About this exercise
When you reach the line with "Task: for the roadway count, mark the player's kicking" in the data below, begin printing lines exactly, and stop once the line with "Target: player's kicking leg" has been printed.
----
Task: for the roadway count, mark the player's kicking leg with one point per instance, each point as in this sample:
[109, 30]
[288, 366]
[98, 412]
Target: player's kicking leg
----
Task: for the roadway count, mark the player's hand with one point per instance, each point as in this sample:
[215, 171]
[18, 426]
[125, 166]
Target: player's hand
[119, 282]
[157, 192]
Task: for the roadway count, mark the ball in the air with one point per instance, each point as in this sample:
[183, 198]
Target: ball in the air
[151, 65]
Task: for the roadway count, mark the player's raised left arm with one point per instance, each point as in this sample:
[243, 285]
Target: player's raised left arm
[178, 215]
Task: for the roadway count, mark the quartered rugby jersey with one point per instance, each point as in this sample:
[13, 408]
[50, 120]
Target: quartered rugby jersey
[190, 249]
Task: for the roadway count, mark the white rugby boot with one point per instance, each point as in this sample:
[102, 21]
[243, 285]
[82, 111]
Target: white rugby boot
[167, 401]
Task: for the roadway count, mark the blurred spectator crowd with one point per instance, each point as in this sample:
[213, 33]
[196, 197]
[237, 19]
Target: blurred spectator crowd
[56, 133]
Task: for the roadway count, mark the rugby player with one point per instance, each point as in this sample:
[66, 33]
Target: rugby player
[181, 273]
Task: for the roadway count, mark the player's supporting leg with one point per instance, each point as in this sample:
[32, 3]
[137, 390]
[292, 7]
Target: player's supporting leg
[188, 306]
----
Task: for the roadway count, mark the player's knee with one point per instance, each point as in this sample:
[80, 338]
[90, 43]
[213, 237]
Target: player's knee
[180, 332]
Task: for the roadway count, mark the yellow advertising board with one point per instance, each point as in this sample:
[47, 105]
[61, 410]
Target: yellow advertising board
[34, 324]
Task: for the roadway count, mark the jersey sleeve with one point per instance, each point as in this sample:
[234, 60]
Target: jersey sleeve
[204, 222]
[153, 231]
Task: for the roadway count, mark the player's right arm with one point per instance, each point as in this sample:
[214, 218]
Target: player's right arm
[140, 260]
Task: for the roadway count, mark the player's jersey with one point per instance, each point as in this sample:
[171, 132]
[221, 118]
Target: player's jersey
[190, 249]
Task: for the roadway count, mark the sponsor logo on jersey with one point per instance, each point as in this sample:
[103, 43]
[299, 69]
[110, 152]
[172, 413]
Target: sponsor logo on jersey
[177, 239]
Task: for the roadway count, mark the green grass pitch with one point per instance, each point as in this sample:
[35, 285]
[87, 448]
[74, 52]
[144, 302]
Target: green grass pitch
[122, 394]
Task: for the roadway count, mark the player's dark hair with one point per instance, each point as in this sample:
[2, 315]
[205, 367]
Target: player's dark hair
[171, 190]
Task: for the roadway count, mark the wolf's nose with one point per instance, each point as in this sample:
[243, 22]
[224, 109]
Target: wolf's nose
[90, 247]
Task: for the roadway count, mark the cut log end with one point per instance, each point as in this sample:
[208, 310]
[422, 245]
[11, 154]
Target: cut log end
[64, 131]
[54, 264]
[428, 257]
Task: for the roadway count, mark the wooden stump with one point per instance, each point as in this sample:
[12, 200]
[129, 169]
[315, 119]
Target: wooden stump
----
Answer box
Task: for the roadway count, mark the player's kicking leg with one point per instance, each point as in this sample:
[109, 30]
[288, 366]
[98, 412]
Target: player's kicking leg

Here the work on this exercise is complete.